# Start of RECORDS FOR THE EXERCISE

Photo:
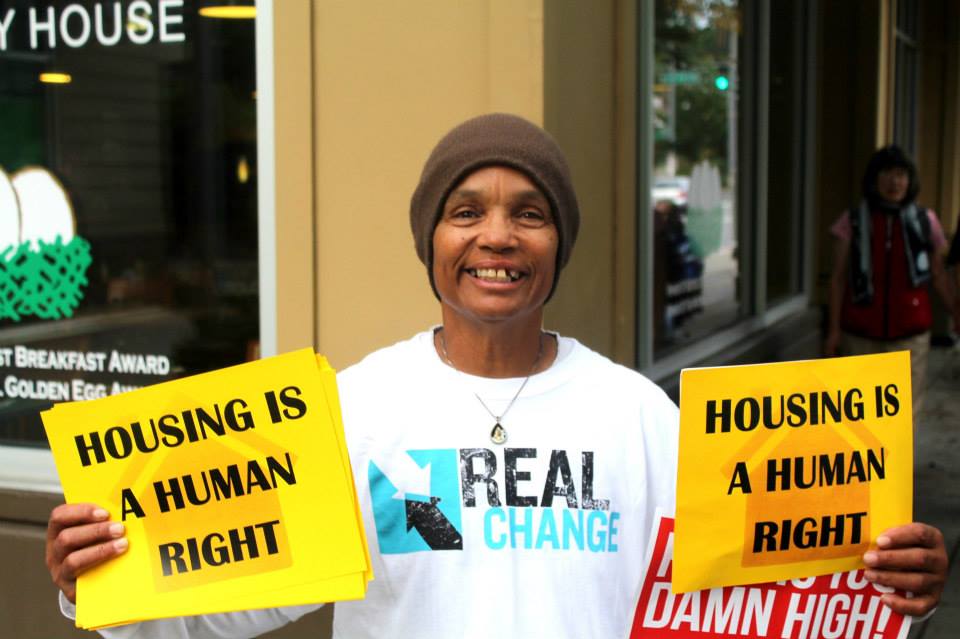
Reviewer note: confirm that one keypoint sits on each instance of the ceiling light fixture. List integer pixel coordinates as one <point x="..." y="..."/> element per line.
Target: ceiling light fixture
<point x="229" y="11"/>
<point x="50" y="77"/>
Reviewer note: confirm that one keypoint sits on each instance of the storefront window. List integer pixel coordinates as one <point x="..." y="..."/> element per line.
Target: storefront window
<point x="128" y="200"/>
<point x="786" y="133"/>
<point x="696" y="262"/>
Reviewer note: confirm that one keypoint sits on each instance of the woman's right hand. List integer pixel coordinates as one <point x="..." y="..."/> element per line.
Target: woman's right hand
<point x="79" y="537"/>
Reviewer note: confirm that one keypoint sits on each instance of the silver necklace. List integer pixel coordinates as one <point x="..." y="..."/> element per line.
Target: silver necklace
<point x="498" y="434"/>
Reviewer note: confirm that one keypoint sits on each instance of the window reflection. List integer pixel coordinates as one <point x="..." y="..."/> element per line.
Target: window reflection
<point x="695" y="159"/>
<point x="154" y="143"/>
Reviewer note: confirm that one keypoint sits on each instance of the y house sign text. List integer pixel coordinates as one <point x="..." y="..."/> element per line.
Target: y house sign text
<point x="75" y="25"/>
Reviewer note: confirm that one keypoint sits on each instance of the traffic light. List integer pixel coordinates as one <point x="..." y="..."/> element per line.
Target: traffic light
<point x="722" y="79"/>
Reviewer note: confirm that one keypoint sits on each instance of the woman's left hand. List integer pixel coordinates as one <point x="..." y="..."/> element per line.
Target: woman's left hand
<point x="911" y="558"/>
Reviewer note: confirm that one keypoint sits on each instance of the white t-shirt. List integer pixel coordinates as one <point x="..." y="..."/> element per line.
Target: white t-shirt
<point x="542" y="536"/>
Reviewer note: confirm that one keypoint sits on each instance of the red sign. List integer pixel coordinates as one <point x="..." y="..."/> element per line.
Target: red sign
<point x="841" y="605"/>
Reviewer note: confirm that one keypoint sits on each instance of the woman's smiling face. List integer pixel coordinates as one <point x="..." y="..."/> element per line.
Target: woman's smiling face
<point x="495" y="246"/>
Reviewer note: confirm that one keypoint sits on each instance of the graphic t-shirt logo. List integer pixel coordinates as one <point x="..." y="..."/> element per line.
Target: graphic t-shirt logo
<point x="409" y="521"/>
<point x="504" y="499"/>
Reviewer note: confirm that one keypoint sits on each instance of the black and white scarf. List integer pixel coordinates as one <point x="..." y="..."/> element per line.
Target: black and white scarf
<point x="916" y="243"/>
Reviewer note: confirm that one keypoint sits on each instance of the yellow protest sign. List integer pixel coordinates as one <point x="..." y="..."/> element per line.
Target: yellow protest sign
<point x="790" y="470"/>
<point x="234" y="486"/>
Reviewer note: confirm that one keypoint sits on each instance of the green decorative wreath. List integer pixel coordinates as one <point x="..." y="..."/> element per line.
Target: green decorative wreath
<point x="46" y="283"/>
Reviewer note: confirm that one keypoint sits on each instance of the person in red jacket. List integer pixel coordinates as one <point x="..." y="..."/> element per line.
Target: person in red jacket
<point x="887" y="250"/>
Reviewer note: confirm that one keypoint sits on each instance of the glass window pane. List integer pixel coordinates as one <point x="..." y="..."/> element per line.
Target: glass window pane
<point x="785" y="156"/>
<point x="696" y="263"/>
<point x="128" y="201"/>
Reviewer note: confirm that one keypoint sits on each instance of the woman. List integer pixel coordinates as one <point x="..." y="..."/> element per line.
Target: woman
<point x="508" y="476"/>
<point x="886" y="251"/>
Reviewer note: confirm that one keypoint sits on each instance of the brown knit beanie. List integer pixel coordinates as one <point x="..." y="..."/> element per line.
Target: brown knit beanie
<point x="495" y="139"/>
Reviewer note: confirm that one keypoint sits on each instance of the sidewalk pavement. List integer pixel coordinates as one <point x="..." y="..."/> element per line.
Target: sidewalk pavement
<point x="937" y="480"/>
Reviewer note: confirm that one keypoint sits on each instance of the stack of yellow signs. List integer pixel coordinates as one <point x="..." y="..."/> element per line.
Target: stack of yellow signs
<point x="234" y="486"/>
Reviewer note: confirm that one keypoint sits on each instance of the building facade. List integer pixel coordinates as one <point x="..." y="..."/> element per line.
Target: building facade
<point x="224" y="189"/>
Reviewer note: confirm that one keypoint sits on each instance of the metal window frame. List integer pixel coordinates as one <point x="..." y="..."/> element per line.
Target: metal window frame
<point x="752" y="209"/>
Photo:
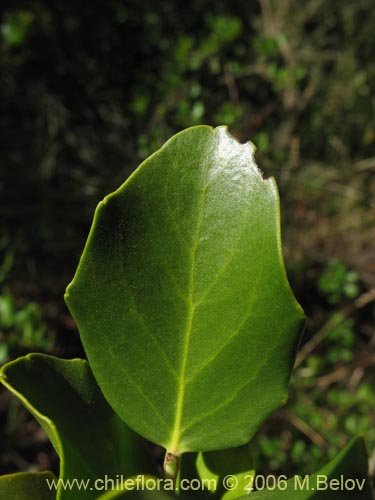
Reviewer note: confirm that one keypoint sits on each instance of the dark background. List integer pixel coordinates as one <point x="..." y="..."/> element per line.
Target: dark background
<point x="89" y="89"/>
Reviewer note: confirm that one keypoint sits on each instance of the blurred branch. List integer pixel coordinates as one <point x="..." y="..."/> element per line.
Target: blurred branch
<point x="303" y="427"/>
<point x="312" y="344"/>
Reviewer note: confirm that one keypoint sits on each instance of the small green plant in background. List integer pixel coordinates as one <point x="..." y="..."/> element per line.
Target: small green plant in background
<point x="21" y="328"/>
<point x="191" y="332"/>
<point x="338" y="283"/>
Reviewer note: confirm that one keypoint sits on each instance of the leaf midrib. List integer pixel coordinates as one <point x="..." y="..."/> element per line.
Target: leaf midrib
<point x="173" y="446"/>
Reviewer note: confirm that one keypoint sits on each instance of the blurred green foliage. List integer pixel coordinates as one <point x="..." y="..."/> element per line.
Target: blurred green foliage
<point x="89" y="89"/>
<point x="21" y="327"/>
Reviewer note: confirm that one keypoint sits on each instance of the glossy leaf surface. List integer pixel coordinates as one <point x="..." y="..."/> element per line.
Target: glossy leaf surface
<point x="181" y="296"/>
<point x="90" y="439"/>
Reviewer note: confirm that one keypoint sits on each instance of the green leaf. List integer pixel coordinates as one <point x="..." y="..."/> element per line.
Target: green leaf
<point x="90" y="439"/>
<point x="140" y="488"/>
<point x="27" y="486"/>
<point x="215" y="470"/>
<point x="181" y="296"/>
<point x="344" y="478"/>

# End of RECORDS FOR THE EXERCISE

● **WHAT THE TASK REQUIRES**
Quote the data above in full and without alteration; skip the pictures.

● **ANSWER BELOW**
Photo:
Reviewer note: confirm that one keypoint sits on each instance of the ceiling light fixture. List integer pixel coordinates as one <point x="..." y="..."/> element per line.
Target: ceiling light fixture
<point x="229" y="11"/>
<point x="50" y="77"/>
Reviewer note: confirm that one keypoint sits on each instance of the storefront window. List integer pixel coordinates as one <point x="..." y="..."/> element per line.
Target: storefront window
<point x="128" y="200"/>
<point x="786" y="133"/>
<point x="696" y="262"/>
Reviewer note: confirm that one keypoint sits on each instance of the woman's right hand. List integer pixel coordinates as one <point x="..." y="..."/> element per line.
Target: woman's right hand
<point x="79" y="537"/>
Reviewer note: confirm that one keypoint sits on each instance of the silver necklace. List integer pixel coordinates as one <point x="..." y="..."/> element per line.
Target: silver necklace
<point x="498" y="434"/>
Reviewer note: confirm that one keypoint sits on each instance of the window reflection. List integer pixel coordinates as one <point x="..." y="..."/> element per line.
Target: window reflection
<point x="695" y="159"/>
<point x="154" y="143"/>
Reviewer note: confirm that one keypoint sits on each instance of the y house sign text. List integer pixel coordinates as one <point x="..." y="..."/> element per line.
Target: y house sign text
<point x="75" y="25"/>
Reviewer note: confirm that one keypoint sits on each instance of the traffic light. List integer pixel coordinates as one <point x="..." y="..."/> element per line.
Target: traffic light
<point x="722" y="79"/>
Reviewer note: confirm that one keypoint sits on each instance of the woman's left hand. List integer pixel coordinates as one <point x="..." y="..."/> element per line.
Target: woman's left hand
<point x="911" y="558"/>
Reviewer note: confirm that one keypoint sits on each instance of the white t-shirt. List integer pixel coordinates as one <point x="..." y="..."/> element per line.
Target: white t-shirt
<point x="542" y="536"/>
Reviewer note: confirm that one keypoint sits on each instance of the red sign. List integer pixel coordinates as one <point x="..." y="..."/> element per line.
Target: red sign
<point x="841" y="605"/>
Reviewer note: confirm that one keypoint sits on each instance of the woman's smiling face. List integer pixel coordinates as one <point x="..." y="..."/> element per line.
Target: woman's smiling face
<point x="495" y="246"/>
Reviewer note: confirm that one keypoint sits on each instance of the graphic t-shirt logo. List integer pixel coordinates as one <point x="..." y="..."/> element per line.
Target: graphic t-shirt logo
<point x="409" y="521"/>
<point x="504" y="499"/>
Reviewer note: confirm that one keypoint sits on each instance of the black and white scarf. List integer pixel coordinates as one <point x="..." y="..."/> element per line.
Target: black and white scarf
<point x="916" y="243"/>
Reviewer note: confirm that one keypoint sits on each instance of the yellow protest sign. List integer pixel coordinates as one <point x="..." y="..."/> element per line.
Target: yellow protest sign
<point x="790" y="470"/>
<point x="234" y="486"/>
Reviewer note: confirm that one keypoint sits on each instance of the green decorative wreath. List integer pixel coordinates as one <point x="..." y="..."/> element per line.
Target: green decorative wreath
<point x="46" y="283"/>
Reviewer note: confirm that one keypoint sits on each instance of the person in red jacket. List integer pixel coordinates as one <point x="..." y="..."/> element per line.
Target: person in red jacket
<point x="887" y="250"/>
Reviewer note: confirm that one keypoint sits on each instance of the glass window pane. List integer pixel coordinates as one <point x="..." y="..."/> element per line.
Target: glass window pane
<point x="785" y="156"/>
<point x="696" y="263"/>
<point x="128" y="201"/>
Reviewer note: confirm that one keypoint sits on each instance of the woman. List integer pixel coordinates as one <point x="..." y="..."/> element per line.
Target: woman
<point x="508" y="476"/>
<point x="886" y="251"/>
Reviewer note: confirm that one keypoint sits on each instance of the brown knit beanie. List integer pixel coordinates as one <point x="..." y="..."/> element per line.
Target: brown knit beanie
<point x="495" y="139"/>
Reviewer note: confirm that one keypoint sits on each instance of the sidewalk pavement. List integer pixel coordinates as one <point x="..." y="..."/> element per line.
Target: sidewalk pavement
<point x="937" y="480"/>
Reviewer note: confirm that one keypoint sits on each instance of the stack of yellow signs. List integer pixel coordinates as one <point x="..." y="..."/> element per line.
Target: stack of yellow signs
<point x="234" y="486"/>
Reviewer note: confirm that one keypoint sits on each instance of the building facade. List integer pixel coordinates as one <point x="..." y="..."/> element per line.
Target: building facade
<point x="224" y="189"/>
Reviewer note: confirm that one keypoint sits on each instance of the metal window frame. List integer pixel coordinates as one <point x="..." y="..."/> element per line.
Target: metal window frame
<point x="752" y="209"/>
Photo:
Reviewer note: confirm that one keypoint sits on each instance of the dark background. List integer pixel coordinates as one <point x="..." y="..."/> element per line.
Target: dark background
<point x="89" y="89"/>
Reviewer note: confirm that one keypoint sits on each instance of the blurred branch. List integer pixel coordinates as one <point x="..." y="..."/> element per line.
Target: blurred branch
<point x="303" y="427"/>
<point x="312" y="344"/>
Reviewer note: confirm that one keypoint sits on each instance of the small green plant in background. List integer pixel coordinates as one <point x="..." y="..."/> element per line.
Target: small green plant in background
<point x="21" y="328"/>
<point x="191" y="332"/>
<point x="338" y="283"/>
Reviewer note: confirm that one keypoint sits on each instance of the leaf midrib. List integer pixel coordinates as one <point x="..." y="..."/> element per line.
Target: leaf midrib
<point x="173" y="446"/>
Reviewer note: confirm that one keypoint sits on each instance of the blurred green foliage. List integer pixel coordinates as one <point x="..." y="..."/> element per line.
Target: blurred green foliage
<point x="89" y="89"/>
<point x="21" y="327"/>
Reviewer note: confirm that one keypoint sits on each instance of the glossy leaf surface. List integer pixel coordinates as one <point x="..." y="..."/> element per line.
Target: glossy leaf surface
<point x="181" y="296"/>
<point x="90" y="439"/>
Reviewer note: confirm that one keypoint sits on each instance of the green leaf. List integer pixel coordinates as one <point x="..." y="..."/> element per line.
Target: green leaf
<point x="90" y="439"/>
<point x="140" y="488"/>
<point x="27" y="486"/>
<point x="215" y="470"/>
<point x="181" y="296"/>
<point x="344" y="478"/>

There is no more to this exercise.